Thursday, May 23, 2013

the post that you've all been waiting for [why i'm not going to japan]

this is the post that is hardest to write. i've been quiet, many of you have noticed and i guess it is finally time for an update! i know i don't owe anyone anything, but i'm an open and honest person and i think i am finally ready to write about this next chapter in our story. but get ready, it's not a happy one.

the short version :: scott is going to japan alone and gemma and i have moved back to my hometown of clinton, mississippi. i have gotten a teaching job and she is about to start preschool. we are hopeful about the future but honestly have no idea what it holds for our family.

the long version :: marriage has never been easy for us, i have alluded to that in the past. we got married in a whirlwind and although at the time it seemed very romantic, we now realize that we could have benefitted from knowing each other on a more day to day basis instead of seeing only the yearly vacation versions of ourselves that we got to know while he was on leave from the military. letters, phone calls and trips are so romantic and i love that part of us but we were young and made a lot of mistakes.

• [Exercise tasks]
**A.** In the blog post, which hometown did the writer move back to with Gemma?
**B.** Copy word for word the blog post's passage starting at "this is the" and ending at "a happy one.".

• [Raw data]
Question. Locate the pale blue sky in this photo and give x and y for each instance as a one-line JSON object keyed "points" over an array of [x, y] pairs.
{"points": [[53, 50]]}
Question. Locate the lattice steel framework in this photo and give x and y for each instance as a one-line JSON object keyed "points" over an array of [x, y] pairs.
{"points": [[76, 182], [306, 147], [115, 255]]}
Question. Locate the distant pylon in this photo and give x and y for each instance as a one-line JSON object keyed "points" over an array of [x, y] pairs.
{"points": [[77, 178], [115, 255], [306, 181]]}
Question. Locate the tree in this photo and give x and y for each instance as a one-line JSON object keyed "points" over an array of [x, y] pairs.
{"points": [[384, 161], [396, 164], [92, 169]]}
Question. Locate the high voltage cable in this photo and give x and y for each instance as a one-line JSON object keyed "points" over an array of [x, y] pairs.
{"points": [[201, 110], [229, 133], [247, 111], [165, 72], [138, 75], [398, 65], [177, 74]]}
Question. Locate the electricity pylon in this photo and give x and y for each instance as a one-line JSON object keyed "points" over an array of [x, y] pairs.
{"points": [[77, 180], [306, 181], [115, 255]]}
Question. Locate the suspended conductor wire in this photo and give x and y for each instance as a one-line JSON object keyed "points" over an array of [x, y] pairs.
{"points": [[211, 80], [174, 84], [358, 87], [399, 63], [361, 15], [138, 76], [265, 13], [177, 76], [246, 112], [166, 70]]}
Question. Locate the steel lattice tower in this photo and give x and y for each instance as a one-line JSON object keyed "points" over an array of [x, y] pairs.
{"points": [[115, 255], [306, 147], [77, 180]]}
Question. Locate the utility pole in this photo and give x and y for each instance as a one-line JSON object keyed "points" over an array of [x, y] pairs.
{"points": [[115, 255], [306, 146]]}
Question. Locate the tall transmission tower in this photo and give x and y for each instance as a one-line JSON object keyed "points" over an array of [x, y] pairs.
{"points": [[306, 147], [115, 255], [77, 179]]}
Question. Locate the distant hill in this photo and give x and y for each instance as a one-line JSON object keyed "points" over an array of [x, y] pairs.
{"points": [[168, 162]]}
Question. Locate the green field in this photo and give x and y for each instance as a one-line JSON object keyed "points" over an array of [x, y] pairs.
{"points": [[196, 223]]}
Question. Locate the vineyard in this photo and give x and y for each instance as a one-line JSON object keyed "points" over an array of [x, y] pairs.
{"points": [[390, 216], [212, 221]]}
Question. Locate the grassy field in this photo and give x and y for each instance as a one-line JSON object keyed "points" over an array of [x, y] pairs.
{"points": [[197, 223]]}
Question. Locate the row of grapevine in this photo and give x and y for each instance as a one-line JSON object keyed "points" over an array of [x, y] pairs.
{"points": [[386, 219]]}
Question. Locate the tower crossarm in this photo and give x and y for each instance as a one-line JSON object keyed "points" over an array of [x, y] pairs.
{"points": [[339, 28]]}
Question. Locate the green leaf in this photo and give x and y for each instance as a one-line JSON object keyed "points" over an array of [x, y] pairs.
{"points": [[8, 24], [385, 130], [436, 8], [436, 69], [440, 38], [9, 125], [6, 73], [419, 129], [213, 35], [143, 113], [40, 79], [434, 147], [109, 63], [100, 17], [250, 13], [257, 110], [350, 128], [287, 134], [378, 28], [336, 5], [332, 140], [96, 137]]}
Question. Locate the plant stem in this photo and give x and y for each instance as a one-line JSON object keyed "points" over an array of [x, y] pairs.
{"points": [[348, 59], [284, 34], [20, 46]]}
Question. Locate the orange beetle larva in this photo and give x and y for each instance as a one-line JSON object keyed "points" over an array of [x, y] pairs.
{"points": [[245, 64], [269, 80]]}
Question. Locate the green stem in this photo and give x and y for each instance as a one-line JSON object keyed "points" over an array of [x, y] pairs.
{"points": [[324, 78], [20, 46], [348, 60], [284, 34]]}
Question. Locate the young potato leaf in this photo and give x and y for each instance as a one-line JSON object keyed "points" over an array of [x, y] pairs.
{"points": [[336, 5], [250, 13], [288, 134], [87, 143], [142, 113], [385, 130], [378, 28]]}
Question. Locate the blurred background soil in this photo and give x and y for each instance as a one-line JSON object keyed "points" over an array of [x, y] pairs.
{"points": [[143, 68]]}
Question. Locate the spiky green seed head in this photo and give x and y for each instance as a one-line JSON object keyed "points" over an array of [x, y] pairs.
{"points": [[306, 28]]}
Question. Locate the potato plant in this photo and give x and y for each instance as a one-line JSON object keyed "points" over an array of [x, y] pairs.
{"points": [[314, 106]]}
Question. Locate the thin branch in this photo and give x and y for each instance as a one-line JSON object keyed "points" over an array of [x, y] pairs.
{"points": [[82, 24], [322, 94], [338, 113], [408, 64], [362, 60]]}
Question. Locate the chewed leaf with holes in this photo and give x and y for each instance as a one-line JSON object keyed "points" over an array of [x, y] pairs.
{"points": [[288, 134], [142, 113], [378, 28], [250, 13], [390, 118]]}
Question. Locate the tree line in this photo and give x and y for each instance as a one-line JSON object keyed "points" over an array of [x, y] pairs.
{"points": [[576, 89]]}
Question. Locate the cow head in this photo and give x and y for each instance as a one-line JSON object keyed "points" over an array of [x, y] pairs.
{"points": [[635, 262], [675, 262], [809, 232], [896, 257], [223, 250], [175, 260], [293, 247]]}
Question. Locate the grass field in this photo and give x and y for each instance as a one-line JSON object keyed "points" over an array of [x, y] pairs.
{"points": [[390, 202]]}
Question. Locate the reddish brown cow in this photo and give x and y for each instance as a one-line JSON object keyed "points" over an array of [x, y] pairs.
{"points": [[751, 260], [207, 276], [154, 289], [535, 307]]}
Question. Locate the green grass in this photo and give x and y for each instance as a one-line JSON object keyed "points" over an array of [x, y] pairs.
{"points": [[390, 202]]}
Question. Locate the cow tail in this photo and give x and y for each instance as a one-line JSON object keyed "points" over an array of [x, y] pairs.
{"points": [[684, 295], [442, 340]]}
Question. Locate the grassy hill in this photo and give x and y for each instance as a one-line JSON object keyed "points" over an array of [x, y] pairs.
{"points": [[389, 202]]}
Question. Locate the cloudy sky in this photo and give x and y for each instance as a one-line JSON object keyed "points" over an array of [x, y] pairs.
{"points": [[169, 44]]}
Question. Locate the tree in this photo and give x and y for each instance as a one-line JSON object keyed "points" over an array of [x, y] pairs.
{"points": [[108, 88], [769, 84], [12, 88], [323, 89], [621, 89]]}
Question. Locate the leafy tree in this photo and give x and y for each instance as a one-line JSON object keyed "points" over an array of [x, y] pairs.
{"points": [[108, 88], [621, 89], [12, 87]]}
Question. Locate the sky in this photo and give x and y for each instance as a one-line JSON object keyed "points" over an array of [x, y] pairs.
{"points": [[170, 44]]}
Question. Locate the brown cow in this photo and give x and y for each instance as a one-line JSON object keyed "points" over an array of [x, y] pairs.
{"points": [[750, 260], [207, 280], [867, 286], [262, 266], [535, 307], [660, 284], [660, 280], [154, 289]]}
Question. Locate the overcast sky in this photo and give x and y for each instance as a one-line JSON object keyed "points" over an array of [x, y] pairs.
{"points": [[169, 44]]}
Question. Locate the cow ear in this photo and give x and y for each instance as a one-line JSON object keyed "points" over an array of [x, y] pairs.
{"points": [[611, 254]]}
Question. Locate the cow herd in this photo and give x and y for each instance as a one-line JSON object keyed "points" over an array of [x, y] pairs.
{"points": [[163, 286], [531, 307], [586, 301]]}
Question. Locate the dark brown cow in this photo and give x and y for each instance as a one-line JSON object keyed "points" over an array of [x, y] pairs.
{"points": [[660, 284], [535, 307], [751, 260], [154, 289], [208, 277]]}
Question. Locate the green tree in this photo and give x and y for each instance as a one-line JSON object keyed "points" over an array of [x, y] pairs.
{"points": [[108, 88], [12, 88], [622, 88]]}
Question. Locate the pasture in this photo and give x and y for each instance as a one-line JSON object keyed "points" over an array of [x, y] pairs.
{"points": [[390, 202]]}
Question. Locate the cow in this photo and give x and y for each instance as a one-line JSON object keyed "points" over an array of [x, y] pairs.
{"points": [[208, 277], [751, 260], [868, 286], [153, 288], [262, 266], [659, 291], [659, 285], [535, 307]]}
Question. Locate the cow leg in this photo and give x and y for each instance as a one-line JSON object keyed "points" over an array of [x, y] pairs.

• [Expected responses]
**A.** Clinton, Mississippi.

**B.**
this is the post that is hardest to write. i've been quiet, many of you have noticed and i guess it is finally time for an update! i know i don't owe anyone anything, but i'm an open and honest person and i think i am finally ready to write about this next chapter in our story. but get ready, it's not a happy one.